-- Begin EXCERPT --

# Newbie to dubai (hopefully!)



## deuceswild11 (Jul 20, 2012)

Hello everyone!!

My name is Alli and I recently received an offer (a promotion from my job here in the USA) to relocate to dubai. After reading several threads I feel like my situation is doable, not lavish, but doable. 
Here's what you need to know:

-This is a promotion from where I am now, but with the same company.
-Being successful in this job would nearly guarantee me a promotion in 6-9 months (already been stated).
-I have significant travel experience. I lived in china, japan, etc, so no worries there.
-My workplace would be the exact same as in the USA. That's been stated as well.
-I have lived on a miniscule recent college grad pay for a while now, so I know what it's like to scrimp and save. I don't buy designer clothes, and I drink, MAYBE once a week.

Here's the package:
126,000 per year. (basic salary is 88,200 yearly) (the rest is for transportation/living)
40% incentive bonus paid yearly (on basic salary)
30 days paid leave

What do you think? Anything important advice when relocating/living in dubai?


----------



## simpleplan1983 (Oct 18, 2011)

Hello there and welcome to expat forum

Sounds like an interesting opportunity

Couple of questions

- will your company be paying your rent?
- what travel allowances have they offer to relocate?

Rent can be quite high in Dubai and for a one bedroom apartment could be looking at 40-60k AED per year alone.

I would find out exactly what they are willing to pay for as that salary is OK to live on if you exclude rent especially 

Cheers


----------



## BedouGirl (Sep 15, 2011)

I think the transportation/living covers the rent?


----------



## KONY (May 25, 2012)

Hi the figures you posted...are they US dollars or Aed ?

If it's USD then it's quite comfortable to live methinks


----------



## taurman2003 (Jul 20, 2012)

hi..its got to be USD..AED won't help you in meeting all your needs..


----------



## KONY (May 25, 2012)

Then there is absolutely no worries to have ...126 000 USD a year is the hell of a good salary...even in Dubai I think


----------



## deuceswild11 (Jul 20, 2012)

No, sadly it's AED. I will have some roommates though, as there are several other people from my company coming too.


----------



## deniz (Nov 11, 2009)

deuceswild11 said:


> No, sadly it's AED. I will have some roommates though, as there are several other people from my company coming too.

-- End EXCERPT --
-- Begin AVAILABLE DATA --

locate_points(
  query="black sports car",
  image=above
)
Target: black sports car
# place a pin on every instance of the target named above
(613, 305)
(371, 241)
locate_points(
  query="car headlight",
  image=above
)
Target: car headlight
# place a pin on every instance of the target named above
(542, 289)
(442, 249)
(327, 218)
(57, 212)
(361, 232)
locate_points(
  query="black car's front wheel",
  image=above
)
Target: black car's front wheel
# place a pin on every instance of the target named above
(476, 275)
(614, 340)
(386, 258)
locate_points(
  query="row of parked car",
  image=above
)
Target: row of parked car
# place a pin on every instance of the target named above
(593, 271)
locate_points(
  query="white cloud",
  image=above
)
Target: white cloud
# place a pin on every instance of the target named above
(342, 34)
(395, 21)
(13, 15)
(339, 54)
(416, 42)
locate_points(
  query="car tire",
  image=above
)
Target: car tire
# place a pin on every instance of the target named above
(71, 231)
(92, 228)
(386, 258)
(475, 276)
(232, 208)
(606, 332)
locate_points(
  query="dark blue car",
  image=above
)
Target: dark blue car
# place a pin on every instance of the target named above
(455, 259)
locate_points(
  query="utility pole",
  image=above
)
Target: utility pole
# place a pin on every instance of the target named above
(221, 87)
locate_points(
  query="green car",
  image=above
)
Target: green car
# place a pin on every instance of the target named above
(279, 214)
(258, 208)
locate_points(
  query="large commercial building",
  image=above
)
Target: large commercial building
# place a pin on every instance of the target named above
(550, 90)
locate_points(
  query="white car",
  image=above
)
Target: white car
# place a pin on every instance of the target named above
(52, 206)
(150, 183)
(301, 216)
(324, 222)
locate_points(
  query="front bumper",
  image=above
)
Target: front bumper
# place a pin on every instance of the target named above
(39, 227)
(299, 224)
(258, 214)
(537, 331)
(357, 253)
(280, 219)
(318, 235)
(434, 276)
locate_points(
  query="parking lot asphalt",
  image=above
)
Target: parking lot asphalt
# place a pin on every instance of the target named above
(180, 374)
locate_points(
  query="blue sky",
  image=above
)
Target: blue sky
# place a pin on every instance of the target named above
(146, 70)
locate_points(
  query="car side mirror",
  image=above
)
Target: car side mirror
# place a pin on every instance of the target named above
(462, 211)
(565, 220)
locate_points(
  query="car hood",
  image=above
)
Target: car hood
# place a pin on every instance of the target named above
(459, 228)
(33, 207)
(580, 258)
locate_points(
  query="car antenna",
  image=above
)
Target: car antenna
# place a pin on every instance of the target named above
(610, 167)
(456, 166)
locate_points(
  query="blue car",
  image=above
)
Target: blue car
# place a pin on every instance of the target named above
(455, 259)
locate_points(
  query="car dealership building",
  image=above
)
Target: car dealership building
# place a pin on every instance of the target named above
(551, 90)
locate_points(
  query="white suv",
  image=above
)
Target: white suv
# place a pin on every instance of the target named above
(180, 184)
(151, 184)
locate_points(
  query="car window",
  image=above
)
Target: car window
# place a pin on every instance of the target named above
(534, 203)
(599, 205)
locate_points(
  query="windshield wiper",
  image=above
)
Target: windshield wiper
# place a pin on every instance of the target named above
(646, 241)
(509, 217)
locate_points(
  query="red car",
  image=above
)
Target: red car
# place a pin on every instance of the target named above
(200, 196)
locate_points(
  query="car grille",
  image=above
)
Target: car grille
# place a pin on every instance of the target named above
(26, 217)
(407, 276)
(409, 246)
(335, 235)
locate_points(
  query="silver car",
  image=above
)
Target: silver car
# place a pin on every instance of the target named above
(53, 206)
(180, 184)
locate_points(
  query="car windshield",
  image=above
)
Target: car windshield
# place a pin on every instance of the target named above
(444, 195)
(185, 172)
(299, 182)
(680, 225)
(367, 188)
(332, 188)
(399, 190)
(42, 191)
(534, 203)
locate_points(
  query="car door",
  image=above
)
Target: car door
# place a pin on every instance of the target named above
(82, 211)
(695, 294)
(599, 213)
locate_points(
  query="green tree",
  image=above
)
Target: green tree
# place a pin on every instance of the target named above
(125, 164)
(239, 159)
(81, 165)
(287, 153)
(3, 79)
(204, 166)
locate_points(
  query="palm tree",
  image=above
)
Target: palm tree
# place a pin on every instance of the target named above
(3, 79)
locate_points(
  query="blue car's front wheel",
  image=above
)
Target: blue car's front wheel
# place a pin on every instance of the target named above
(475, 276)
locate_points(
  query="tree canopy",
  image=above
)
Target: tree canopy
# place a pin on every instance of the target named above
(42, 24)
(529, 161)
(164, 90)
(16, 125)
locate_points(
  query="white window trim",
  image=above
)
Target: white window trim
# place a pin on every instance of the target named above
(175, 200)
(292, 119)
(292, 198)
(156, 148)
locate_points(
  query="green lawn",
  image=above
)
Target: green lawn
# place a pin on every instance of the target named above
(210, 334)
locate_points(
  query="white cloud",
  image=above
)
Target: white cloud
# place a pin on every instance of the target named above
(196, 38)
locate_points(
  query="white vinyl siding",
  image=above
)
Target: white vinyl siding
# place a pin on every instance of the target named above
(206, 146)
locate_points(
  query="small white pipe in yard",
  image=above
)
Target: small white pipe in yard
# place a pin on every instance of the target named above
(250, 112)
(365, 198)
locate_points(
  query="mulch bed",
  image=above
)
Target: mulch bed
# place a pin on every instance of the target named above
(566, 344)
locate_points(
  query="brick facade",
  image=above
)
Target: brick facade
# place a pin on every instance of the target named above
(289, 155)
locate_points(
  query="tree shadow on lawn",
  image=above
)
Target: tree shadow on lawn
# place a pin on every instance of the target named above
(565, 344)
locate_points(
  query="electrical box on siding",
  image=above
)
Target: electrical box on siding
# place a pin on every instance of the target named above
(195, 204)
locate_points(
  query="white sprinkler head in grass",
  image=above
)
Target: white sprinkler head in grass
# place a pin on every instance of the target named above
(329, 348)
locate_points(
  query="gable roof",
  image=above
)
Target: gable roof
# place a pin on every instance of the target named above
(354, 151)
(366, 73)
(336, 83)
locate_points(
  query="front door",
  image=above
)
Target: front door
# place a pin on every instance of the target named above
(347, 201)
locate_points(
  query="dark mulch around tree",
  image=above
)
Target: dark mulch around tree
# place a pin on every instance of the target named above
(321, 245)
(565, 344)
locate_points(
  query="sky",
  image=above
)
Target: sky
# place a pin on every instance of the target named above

-- End AVAILABLE DATA --

* _WHAT THIS EXERCISE ASKS_:
1) Please list the username of every distinct person who posts in the Dubai relocation thread.
2) Identify each line of the entries that contains the word "pipe", and copy those lines.
The Dubai relocation thread and the entries are unrelated material.

* _PER-TASK OUTPUTS_:
1) deuceswild11, simpleplan1983, BedouGirl, KONY, taurman2003, deniz

2)
  query="small white pipe in yard",
Target: small white pipe in yard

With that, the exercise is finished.